**Given exercise 1**
In the bathing advice, swap "plan" for "schedule" and write out the passage from "I would figure" up to and including "step by step.".
**Given exercise 2**
In the bathing advice, what kind of shower does the writer suggest getting?

**Document segment**
++++++++++

I work with kids on the Autism spectrum and if I had a child like yours', I would use the same sort of strategies and assume that there was something sensory-wise that really bothered her about the bath.

You said that she is Ok with washing her arms and legs in the sink. Have you thought about getting one of those flexible hose showers that attach to the bathtub faucet? That way she can control where the water goes and how much touches her at once and she can stand where she isn't in inches of water.

I would figure out what the basic amount of washing she needed was and make that my first goal. Then I would look at what she gets now and how I could break down the steps needed to teach my goal. Is it length of time or amount of body parts, or amount of water touching skin, or soap, etc. And then I would sit down and actually write down a plan for doing it. Then I would work on slowly moving through the steps so that she would eventually get used to the amount I considered my minimum while allowing her to get comfortable step by step.

++++++++++

**Supplied entries**
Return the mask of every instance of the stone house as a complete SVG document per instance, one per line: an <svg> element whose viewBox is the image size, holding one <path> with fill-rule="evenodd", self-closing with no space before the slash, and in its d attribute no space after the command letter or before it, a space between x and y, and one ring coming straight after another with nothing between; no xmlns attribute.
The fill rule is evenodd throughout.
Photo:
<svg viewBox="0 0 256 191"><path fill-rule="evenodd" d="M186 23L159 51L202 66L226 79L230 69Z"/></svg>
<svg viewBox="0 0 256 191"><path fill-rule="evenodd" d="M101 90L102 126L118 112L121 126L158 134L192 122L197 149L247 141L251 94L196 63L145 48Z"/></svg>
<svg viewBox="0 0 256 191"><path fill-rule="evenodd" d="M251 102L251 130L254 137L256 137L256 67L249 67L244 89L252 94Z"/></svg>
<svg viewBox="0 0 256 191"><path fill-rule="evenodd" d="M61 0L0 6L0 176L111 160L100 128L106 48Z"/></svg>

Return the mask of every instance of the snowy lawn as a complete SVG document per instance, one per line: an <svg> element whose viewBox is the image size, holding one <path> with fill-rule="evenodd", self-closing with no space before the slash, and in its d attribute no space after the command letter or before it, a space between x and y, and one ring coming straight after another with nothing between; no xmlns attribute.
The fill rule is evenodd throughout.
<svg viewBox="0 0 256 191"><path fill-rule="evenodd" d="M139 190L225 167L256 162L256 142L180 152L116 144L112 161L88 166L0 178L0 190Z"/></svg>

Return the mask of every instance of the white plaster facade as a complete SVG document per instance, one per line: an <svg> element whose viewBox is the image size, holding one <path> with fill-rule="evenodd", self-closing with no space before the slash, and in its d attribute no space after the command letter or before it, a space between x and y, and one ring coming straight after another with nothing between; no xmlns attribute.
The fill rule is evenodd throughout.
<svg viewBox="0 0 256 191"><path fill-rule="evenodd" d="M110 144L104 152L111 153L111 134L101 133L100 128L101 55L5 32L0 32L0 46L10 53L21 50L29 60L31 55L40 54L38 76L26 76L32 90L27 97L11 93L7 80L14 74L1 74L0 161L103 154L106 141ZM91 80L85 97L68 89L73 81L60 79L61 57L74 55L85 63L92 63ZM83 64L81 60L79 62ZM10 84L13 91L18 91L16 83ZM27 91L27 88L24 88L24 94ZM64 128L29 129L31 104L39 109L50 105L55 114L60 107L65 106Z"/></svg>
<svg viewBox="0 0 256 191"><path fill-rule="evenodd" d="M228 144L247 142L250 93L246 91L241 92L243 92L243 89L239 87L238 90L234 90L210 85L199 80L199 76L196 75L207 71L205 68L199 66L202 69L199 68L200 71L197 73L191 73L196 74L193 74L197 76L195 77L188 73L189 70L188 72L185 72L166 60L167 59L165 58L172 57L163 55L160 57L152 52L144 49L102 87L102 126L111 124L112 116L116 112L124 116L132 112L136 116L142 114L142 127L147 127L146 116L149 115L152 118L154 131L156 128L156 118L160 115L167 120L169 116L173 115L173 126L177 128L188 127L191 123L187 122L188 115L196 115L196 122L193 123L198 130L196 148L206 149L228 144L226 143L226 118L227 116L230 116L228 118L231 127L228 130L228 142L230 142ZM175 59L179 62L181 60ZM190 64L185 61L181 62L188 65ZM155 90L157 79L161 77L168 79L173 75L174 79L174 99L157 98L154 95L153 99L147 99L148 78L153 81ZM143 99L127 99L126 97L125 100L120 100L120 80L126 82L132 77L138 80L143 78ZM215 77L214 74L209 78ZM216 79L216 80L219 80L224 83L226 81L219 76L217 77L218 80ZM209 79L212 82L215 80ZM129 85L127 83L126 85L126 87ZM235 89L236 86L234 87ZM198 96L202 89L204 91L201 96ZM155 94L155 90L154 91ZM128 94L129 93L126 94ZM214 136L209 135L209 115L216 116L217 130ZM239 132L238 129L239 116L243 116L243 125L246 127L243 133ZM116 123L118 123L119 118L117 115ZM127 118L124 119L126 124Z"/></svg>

++++++++++

**Exercise solution 1**
I would figure out what the basic amount of washing she needed was and make that my first goal. Then I would look at what she gets now and how I could break down the steps needed to teach my goal. Is it length of time or amount of body parts, or amount of water touching skin, or soap, etc. And then I would sit down and actually write down a schedule for doing it. Then I would work on slowly moving through the steps so that she would eventually get used to the amount I considered my minimum while allowing her to get comfortable step by step.

**Exercise solution 2**
A flexible hose shower that attaches to the bathtub faucet.